# [Stated task]
Give back exactly the lines from the "Place one keypoint on each instance of the white ceiling" line to the final line of the records, and only those, minus any pictures.

# [Record list]
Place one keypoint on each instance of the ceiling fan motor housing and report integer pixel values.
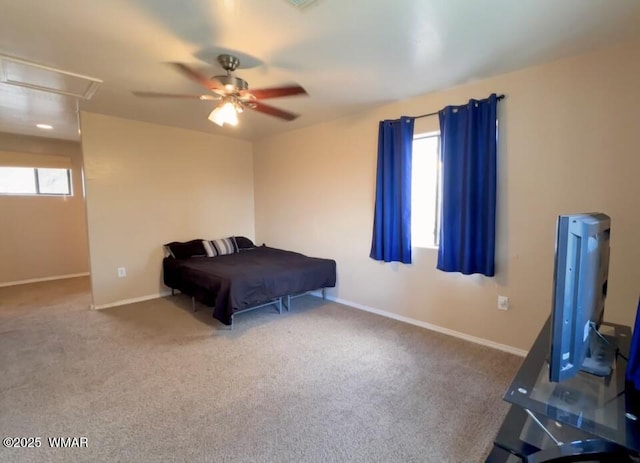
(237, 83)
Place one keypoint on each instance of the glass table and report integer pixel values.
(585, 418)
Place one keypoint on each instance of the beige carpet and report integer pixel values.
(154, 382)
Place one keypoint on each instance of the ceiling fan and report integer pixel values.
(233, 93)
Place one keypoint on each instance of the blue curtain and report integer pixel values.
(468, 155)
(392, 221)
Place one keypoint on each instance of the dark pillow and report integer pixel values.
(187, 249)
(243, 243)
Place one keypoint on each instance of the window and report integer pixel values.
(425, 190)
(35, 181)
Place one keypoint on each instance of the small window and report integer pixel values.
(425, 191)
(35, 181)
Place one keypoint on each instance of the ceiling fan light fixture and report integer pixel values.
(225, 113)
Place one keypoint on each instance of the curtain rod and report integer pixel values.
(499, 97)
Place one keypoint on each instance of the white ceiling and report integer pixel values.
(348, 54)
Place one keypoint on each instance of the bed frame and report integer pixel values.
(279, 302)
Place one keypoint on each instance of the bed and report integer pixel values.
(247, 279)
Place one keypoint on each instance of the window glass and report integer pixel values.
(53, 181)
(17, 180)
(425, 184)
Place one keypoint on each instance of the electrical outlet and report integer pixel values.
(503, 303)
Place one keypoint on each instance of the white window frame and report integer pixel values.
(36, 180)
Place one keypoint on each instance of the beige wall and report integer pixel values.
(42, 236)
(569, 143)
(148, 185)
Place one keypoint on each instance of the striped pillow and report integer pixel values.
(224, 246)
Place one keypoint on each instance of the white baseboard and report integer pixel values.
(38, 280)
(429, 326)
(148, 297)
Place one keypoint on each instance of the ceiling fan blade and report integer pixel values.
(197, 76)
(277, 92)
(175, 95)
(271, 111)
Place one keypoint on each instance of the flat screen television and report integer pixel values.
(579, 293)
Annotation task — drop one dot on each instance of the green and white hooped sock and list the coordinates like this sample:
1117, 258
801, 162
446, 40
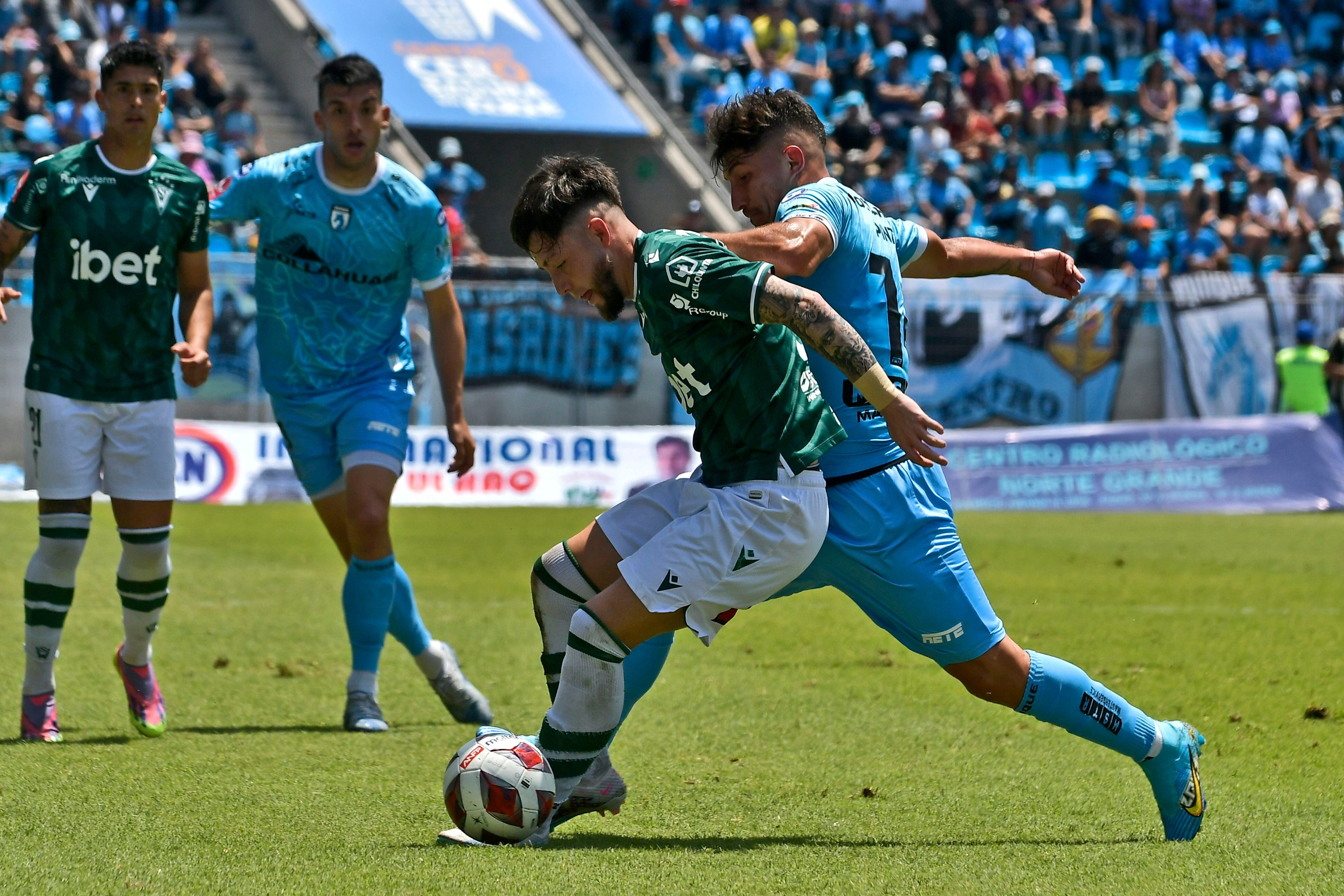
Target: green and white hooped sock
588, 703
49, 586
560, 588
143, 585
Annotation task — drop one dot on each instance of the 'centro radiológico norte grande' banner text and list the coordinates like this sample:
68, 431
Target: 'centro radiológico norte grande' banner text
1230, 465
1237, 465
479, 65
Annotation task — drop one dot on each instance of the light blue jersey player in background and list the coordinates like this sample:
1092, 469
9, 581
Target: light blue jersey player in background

# [Result of this task]
Place one keypoint on each instance of the white ceiling and report integer pixel values.
(348, 54)
Place one keypoint on each instance of the bed frame and report integer pixel values.
(279, 302)
Place one keypoint on each instance of the bed and report integer pixel values.
(247, 279)
Place one keypoint on each instance of the window glass and report integer pixel values.
(53, 181)
(17, 180)
(425, 184)
Place one keypoint on each instance of the electrical outlet and report integer pixel values.
(503, 303)
Place one keypoint on each instance of the white window frame and report integer pixel values.
(36, 180)
Place one keypoint on each instance of the beige wall and report integer pixel values.
(42, 236)
(569, 143)
(148, 185)
Place one keypoint on each instance of the striped pillow and report integer pixel values.
(224, 246)
Place one keypoint on each instance of the white baseboard and report integer pixel values.
(38, 280)
(429, 326)
(148, 297)
Place one keypoint on each instance of the ceiling fan blade and report integer pixel values.
(197, 76)
(277, 92)
(175, 95)
(271, 111)
Place one keypoint on each instance of the flat screen television and report integer pixel values.
(579, 293)
Annotation task — drop one dot on each instance of the green and white hooped sock and list the coordinates like this sample:
1117, 258
801, 162
446, 40
Target: green and white hooped sock
588, 703
49, 586
560, 588
143, 585
Annotation task — drop one dot on each instance of the 'centro radiológico norte grande' banner text and list the coordinates like this sample:
68, 431
Target: 'centro radiológico norte grande' banner text
1230, 465
1237, 465
479, 65
Annotation task — drop one dot on each instance of the light blue jersey player in background and list the coordinates like this sample:
1092, 469
9, 581
Target: light blue jersey player in background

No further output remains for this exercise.